SUPPLIED INFORMATION:

--

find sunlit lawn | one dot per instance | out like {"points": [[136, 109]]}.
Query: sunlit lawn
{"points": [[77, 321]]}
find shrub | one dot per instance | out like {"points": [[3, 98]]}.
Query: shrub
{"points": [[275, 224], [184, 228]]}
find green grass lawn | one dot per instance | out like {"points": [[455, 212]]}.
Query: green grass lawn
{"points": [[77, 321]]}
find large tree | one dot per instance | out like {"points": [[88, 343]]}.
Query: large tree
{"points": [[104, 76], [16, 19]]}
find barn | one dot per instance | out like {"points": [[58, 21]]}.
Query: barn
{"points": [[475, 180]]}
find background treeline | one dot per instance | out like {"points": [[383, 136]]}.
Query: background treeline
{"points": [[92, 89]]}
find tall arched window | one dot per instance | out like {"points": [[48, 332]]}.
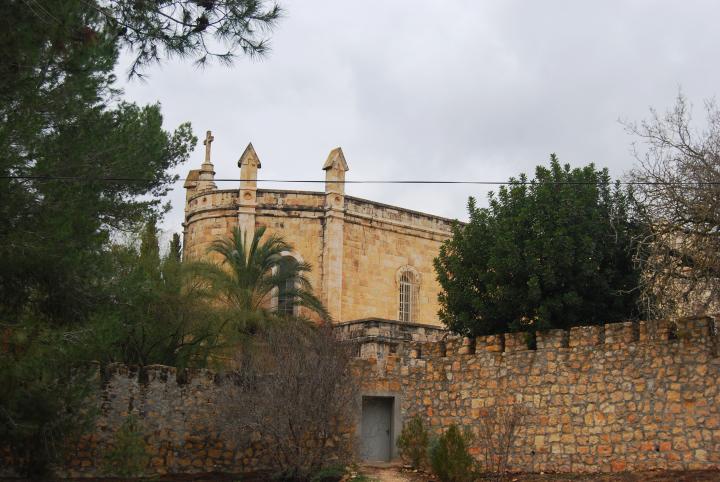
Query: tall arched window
{"points": [[286, 302], [409, 286]]}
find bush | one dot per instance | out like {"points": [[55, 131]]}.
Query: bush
{"points": [[289, 370], [129, 456], [413, 442], [449, 456]]}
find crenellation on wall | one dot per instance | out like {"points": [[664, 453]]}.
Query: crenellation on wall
{"points": [[624, 332], [631, 404], [515, 342], [552, 339], [581, 336], [491, 343]]}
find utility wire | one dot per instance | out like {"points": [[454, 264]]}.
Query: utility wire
{"points": [[395, 181]]}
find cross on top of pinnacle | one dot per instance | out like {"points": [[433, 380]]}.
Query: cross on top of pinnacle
{"points": [[208, 140]]}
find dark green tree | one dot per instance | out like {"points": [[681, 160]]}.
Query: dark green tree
{"points": [[552, 252], [77, 166], [158, 312]]}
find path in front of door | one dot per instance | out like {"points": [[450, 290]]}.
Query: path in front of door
{"points": [[390, 472]]}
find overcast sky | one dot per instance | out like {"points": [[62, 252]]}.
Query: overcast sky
{"points": [[441, 90]]}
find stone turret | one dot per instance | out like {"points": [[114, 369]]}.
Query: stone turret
{"points": [[249, 164], [335, 167]]}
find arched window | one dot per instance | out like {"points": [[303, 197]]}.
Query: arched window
{"points": [[408, 280], [286, 302]]}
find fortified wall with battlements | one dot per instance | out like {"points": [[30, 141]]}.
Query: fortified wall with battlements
{"points": [[623, 396], [618, 397]]}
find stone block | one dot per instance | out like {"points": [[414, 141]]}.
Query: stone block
{"points": [[694, 328]]}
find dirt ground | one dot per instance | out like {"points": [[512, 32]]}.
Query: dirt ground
{"points": [[391, 473], [395, 473]]}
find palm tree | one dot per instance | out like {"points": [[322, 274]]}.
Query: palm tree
{"points": [[252, 272]]}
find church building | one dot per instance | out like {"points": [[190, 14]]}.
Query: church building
{"points": [[372, 264]]}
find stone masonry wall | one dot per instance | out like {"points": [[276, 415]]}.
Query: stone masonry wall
{"points": [[624, 396], [179, 417], [599, 398]]}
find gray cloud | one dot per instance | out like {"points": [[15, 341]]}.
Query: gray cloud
{"points": [[442, 90]]}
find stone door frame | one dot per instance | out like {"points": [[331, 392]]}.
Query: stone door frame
{"points": [[395, 420]]}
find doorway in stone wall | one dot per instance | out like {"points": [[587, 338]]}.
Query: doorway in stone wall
{"points": [[377, 427]]}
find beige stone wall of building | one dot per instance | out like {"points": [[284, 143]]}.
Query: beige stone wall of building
{"points": [[376, 247], [355, 246]]}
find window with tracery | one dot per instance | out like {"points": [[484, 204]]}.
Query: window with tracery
{"points": [[286, 299], [409, 284]]}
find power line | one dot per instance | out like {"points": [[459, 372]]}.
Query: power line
{"points": [[368, 181]]}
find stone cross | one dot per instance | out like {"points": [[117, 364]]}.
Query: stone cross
{"points": [[208, 140]]}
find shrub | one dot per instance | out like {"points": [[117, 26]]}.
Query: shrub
{"points": [[449, 456], [498, 429], [292, 385], [413, 442], [129, 456]]}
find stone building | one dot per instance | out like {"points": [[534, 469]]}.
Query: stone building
{"points": [[371, 263]]}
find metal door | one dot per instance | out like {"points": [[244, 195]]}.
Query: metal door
{"points": [[376, 429]]}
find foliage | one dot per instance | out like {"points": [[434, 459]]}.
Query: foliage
{"points": [[158, 313], [129, 455], [678, 179], [61, 117], [413, 442], [450, 458], [292, 385], [251, 271], [498, 430], [44, 397], [552, 252]]}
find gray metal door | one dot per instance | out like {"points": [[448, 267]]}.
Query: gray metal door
{"points": [[376, 428]]}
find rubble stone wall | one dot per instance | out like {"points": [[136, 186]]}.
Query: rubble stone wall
{"points": [[607, 398]]}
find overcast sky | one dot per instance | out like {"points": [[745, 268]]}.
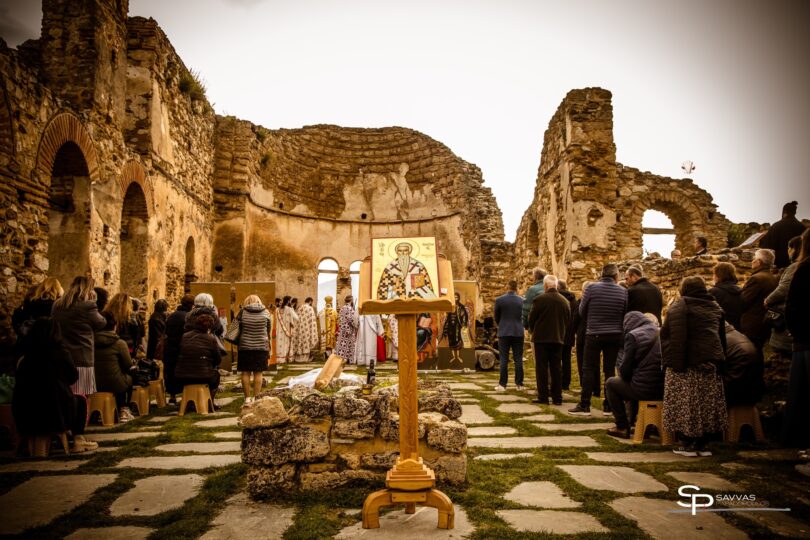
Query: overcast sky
{"points": [[721, 83]]}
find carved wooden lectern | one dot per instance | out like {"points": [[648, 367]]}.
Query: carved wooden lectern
{"points": [[409, 482]]}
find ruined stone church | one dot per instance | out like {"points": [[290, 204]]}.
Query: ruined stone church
{"points": [[113, 163]]}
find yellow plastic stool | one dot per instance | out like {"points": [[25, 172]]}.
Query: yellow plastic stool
{"points": [[650, 413], [140, 397], [740, 416], [200, 395], [157, 390], [40, 445], [104, 404]]}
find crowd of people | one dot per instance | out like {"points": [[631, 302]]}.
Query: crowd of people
{"points": [[701, 355]]}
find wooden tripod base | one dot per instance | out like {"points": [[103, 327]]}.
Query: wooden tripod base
{"points": [[392, 497]]}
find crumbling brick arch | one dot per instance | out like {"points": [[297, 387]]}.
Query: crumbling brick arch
{"points": [[133, 172], [63, 128], [7, 146]]}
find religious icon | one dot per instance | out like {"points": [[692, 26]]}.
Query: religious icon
{"points": [[404, 268]]}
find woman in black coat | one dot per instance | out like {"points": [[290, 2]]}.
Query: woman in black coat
{"points": [[199, 356], [727, 293], [175, 328], [43, 403], [692, 346]]}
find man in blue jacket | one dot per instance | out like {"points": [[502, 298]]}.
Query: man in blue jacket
{"points": [[603, 306], [508, 311]]}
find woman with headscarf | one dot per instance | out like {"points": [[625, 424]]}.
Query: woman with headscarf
{"points": [[693, 347], [77, 316]]}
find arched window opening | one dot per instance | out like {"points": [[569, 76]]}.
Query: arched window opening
{"points": [[69, 215], [658, 234], [354, 274], [191, 275], [134, 242], [327, 282]]}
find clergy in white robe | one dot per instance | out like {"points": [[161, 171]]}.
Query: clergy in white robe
{"points": [[369, 329]]}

--

WRITTEN INSTRUCTION:
Quote exactly the line containing "find religious icon" and every later line through the end of the listing, and no other lines.

TASK OUTPUT:
find religious icon | one dot per instance | out like {"points": [[692, 26]]}.
Query: religious icon
{"points": [[404, 268]]}
find woman in black coat | one dot per instance | out like {"points": [[290, 2]]}.
Query: woman in black coat
{"points": [[199, 356], [727, 293], [175, 328], [43, 403], [692, 346]]}
find man in blue jacket | one dot per instance | out like {"points": [[502, 298]]}.
Query: man in blue jacket
{"points": [[603, 306], [508, 311]]}
find woman with headscarf | one dot per instance | out like {"points": [[625, 424]]}.
Query: woman with headscarf
{"points": [[693, 347], [77, 316]]}
find arched window opening | one dot per instance | out like {"points": [[569, 76]]}.
Query: arched window opening
{"points": [[69, 215], [658, 234], [354, 274], [191, 275], [134, 242], [327, 282]]}
find clergy in white robe | one dot per instance | out like {"points": [[161, 171]]}.
Query: clergy in white robe
{"points": [[369, 329]]}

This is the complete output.